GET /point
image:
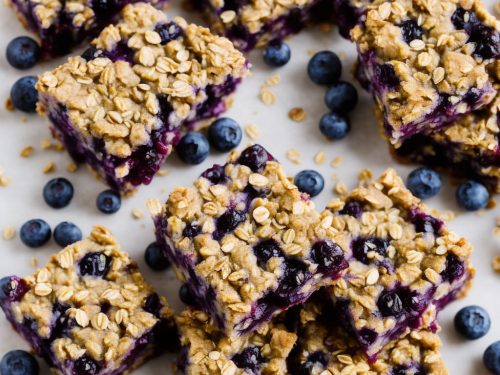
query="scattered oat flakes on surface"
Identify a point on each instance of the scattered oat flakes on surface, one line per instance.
(163, 172)
(137, 213)
(8, 233)
(336, 162)
(293, 155)
(72, 167)
(252, 131)
(26, 152)
(496, 263)
(320, 158)
(273, 80)
(297, 114)
(49, 167)
(266, 96)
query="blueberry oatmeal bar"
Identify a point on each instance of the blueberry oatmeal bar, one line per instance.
(404, 264)
(426, 61)
(206, 351)
(246, 241)
(120, 105)
(63, 25)
(326, 349)
(89, 310)
(468, 148)
(255, 23)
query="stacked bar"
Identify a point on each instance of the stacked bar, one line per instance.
(252, 250)
(434, 71)
(61, 26)
(120, 106)
(246, 241)
(89, 310)
(255, 23)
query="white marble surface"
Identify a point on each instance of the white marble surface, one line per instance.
(22, 200)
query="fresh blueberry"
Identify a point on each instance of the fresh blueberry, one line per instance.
(472, 196)
(277, 53)
(193, 148)
(224, 134)
(249, 359)
(186, 296)
(94, 264)
(410, 30)
(168, 31)
(23, 52)
(19, 362)
(86, 366)
(108, 202)
(324, 68)
(341, 97)
(362, 246)
(424, 182)
(66, 233)
(24, 95)
(35, 233)
(155, 257)
(334, 126)
(310, 182)
(491, 358)
(58, 192)
(255, 157)
(472, 322)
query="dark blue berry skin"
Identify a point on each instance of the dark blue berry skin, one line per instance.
(193, 148)
(186, 297)
(58, 192)
(491, 358)
(472, 196)
(24, 95)
(23, 52)
(155, 258)
(341, 97)
(35, 233)
(334, 126)
(224, 134)
(472, 322)
(424, 183)
(324, 68)
(19, 362)
(66, 233)
(310, 182)
(108, 202)
(277, 53)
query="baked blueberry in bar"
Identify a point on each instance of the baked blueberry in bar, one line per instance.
(254, 23)
(120, 105)
(63, 25)
(206, 351)
(468, 148)
(348, 13)
(427, 62)
(404, 263)
(246, 241)
(326, 349)
(89, 311)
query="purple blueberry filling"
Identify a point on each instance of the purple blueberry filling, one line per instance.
(62, 36)
(275, 29)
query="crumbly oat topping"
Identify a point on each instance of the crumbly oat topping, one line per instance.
(119, 101)
(420, 349)
(209, 352)
(103, 335)
(412, 258)
(265, 205)
(440, 62)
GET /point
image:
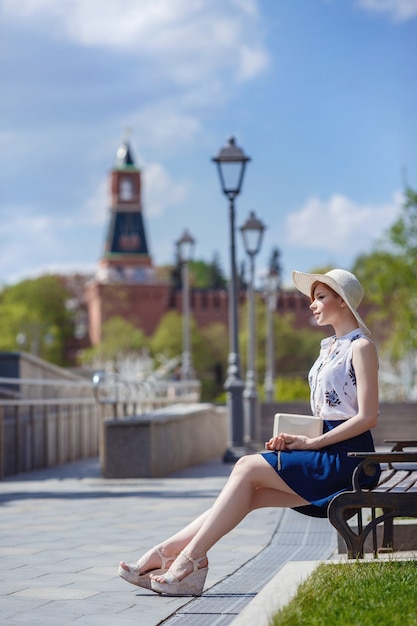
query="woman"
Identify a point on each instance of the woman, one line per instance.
(295, 471)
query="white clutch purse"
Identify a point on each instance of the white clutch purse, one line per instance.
(308, 425)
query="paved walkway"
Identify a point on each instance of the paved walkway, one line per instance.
(64, 530)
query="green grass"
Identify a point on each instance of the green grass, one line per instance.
(375, 593)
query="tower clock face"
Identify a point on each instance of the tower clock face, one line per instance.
(126, 189)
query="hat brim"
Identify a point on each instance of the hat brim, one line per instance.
(304, 283)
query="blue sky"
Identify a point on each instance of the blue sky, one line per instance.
(321, 94)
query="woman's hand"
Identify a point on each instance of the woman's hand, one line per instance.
(285, 441)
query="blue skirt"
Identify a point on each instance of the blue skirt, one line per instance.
(319, 475)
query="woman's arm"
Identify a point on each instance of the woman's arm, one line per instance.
(365, 363)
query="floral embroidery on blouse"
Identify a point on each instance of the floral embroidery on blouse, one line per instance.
(333, 379)
(352, 374)
(332, 399)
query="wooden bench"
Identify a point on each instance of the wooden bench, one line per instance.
(395, 494)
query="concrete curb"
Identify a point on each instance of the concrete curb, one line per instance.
(276, 594)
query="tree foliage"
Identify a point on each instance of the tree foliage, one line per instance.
(389, 275)
(119, 339)
(34, 318)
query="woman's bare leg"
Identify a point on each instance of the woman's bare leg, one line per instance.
(252, 484)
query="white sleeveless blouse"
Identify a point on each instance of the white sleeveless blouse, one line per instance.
(332, 378)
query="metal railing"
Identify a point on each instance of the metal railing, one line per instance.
(46, 422)
(131, 397)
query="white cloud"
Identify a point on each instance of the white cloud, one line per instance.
(339, 224)
(189, 39)
(397, 10)
(160, 191)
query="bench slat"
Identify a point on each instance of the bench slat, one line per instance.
(394, 494)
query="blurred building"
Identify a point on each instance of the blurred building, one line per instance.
(127, 284)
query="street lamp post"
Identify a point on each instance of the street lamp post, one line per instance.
(185, 246)
(231, 163)
(272, 285)
(252, 232)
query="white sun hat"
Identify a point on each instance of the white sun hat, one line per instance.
(344, 283)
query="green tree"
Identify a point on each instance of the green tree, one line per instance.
(34, 317)
(167, 338)
(295, 349)
(389, 275)
(207, 275)
(119, 339)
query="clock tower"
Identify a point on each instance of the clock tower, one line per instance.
(126, 257)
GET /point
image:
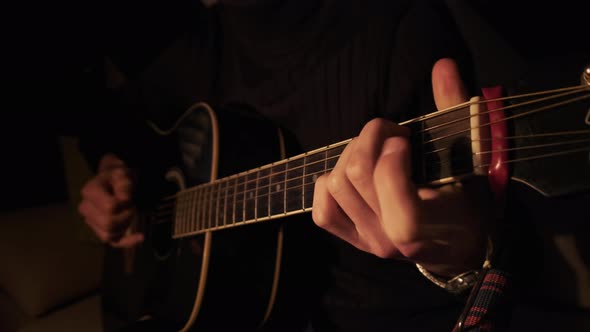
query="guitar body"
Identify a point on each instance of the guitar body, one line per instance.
(220, 281)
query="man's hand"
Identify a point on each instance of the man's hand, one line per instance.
(107, 203)
(370, 201)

- - -

ACTIVITY: Leave out the pictures, then return every line of the data exactly.

SOLUTION:
GET /point
image:
query="scattered oat flakes on surface"
Identify a point on each instance of the scattered oat flakes on surface, one line per instance.
(163, 172)
(137, 213)
(8, 233)
(336, 162)
(293, 155)
(72, 167)
(252, 131)
(26, 152)
(496, 263)
(320, 158)
(273, 80)
(297, 114)
(49, 167)
(266, 96)
query="blueberry oatmeal bar"
Identify a point on each instance of the blueberry oatmeal bar, one line per instance.
(404, 264)
(426, 61)
(206, 351)
(246, 241)
(120, 105)
(63, 25)
(326, 349)
(89, 310)
(468, 148)
(255, 23)
query="stacked bar"
Identify a point on each instance of the stacked bar, one line per instance.
(252, 250)
(434, 71)
(61, 26)
(120, 106)
(246, 241)
(89, 310)
(255, 23)
query="white marble surface"
Identify a point on each instance of the white marble surface, one line per instance.
(22, 200)
query="fresh blueberry"
Identify a point on each instance of the fresh blueberry, one line per instance.
(472, 196)
(277, 53)
(193, 148)
(224, 134)
(249, 359)
(186, 296)
(94, 264)
(410, 30)
(168, 31)
(23, 52)
(19, 362)
(86, 366)
(108, 202)
(324, 68)
(341, 97)
(362, 246)
(424, 182)
(66, 233)
(24, 95)
(35, 233)
(155, 257)
(334, 126)
(310, 182)
(491, 358)
(58, 192)
(255, 157)
(472, 322)
query="dark blue berry skin"
Identify a point on each instance of the dark blue berry skin, one line per instance.
(193, 148)
(186, 297)
(58, 192)
(491, 358)
(472, 196)
(24, 95)
(23, 52)
(155, 258)
(341, 97)
(35, 233)
(334, 126)
(224, 134)
(472, 322)
(424, 183)
(324, 68)
(19, 362)
(66, 233)
(310, 182)
(108, 202)
(277, 53)
query="baked blueberry in bar"
Identify a point on each instance of the baked blueberry in bar, one line per instance.
(254, 23)
(120, 105)
(63, 25)
(206, 351)
(468, 148)
(348, 13)
(427, 62)
(404, 263)
(246, 241)
(326, 349)
(89, 311)
query="purple blueberry filling"
Identify a point on each instance of the purple blueberry filling, one line per instance.
(62, 36)
(275, 29)
query="crumbly oat topping"
Identify a point on each instance of the crumbly oat topping, one line per instance.
(119, 101)
(420, 349)
(209, 352)
(103, 335)
(412, 258)
(265, 205)
(440, 62)
GET /point
image:
query="woman"
Identify a point on each instance of the woman, one line per instance.
(295, 471)
query="white clutch purse"
Identify a point on each instance of the white clutch purse, one line per instance.
(308, 425)
query="paved walkway"
Identify a point on each instance of the paved walkway, one line per instance.
(64, 530)
query="green grass"
Identify a point on each instance of the green grass, one line per instance.
(375, 593)
query="tower clock face"
Identify a point on each instance of the tower clock face, one line per instance.
(126, 189)
query="hat brim"
Identify a point on each instance of the hat brim, one line per instance.
(304, 283)
query="blue sky"
Identify a point on each instance of the blue sky, one line per instance.
(321, 94)
query="woman's hand"
Identify a point on each instance of the woman's hand, one line per instance.
(285, 441)
query="blue skirt"
Identify a point on each instance of the blue skirt, one line per instance.
(319, 475)
query="woman's arm"
Identify a point on each instance of the woman's arm, one line per instance.
(365, 363)
query="floral embroidery on blouse"
Identify a point on each instance of the floral embroidery on blouse, one line per instance.
(333, 379)
(352, 374)
(332, 399)
query="wooden bench"
Identify a point on each instance of the wooden bench, one line per instance.
(395, 494)
query="concrete curb"
Identify a point on each instance of the concrete curb, one line per instance.
(276, 594)
query="tree foliage"
Identify a point on each instance of the tree foliage, one line per instance.
(389, 275)
(119, 339)
(34, 318)
query="woman's bare leg"
Identify a point on each instance of the woman's bare leg, one line per instance.
(252, 484)
query="white sleeveless blouse"
Identify a point on each instance of the white sleeveless blouse, one line per instance.
(332, 378)
query="metal railing"
Identify a point on each instance of the metal railing, one line per instance.
(46, 422)
(131, 397)
query="white cloud"
Identify a point on each instance of the white cloud, one line per instance.
(339, 224)
(189, 39)
(397, 10)
(160, 191)
query="bench slat"
Identify a point on each instance of the bench slat, one line per instance.
(394, 494)
query="blurred building"
Identify a point on each instance of the blurred building, one line per instance.
(127, 284)
query="street lamp post"
Identify a point on each instance of the street lamp post, one line per instance.
(185, 246)
(231, 163)
(272, 285)
(252, 232)
query="white sun hat"
Identify a point on each instance of the white sun hat, one line per instance.
(344, 283)
query="green tree"
Identify a point on each instance of the green tree, one line per instance.
(34, 317)
(167, 338)
(295, 349)
(389, 275)
(207, 275)
(119, 339)
query="clock tower"
Identify a point on each instance of the clock tower, one line per instance.
(126, 257)
GET /point
image:
query="guitar body"
Identify a point on each instance of the guitar body, one line per instance.
(220, 281)
query="man's hand"
Identify a point on each instance of the man's hand, one line per instance.
(107, 203)
(370, 201)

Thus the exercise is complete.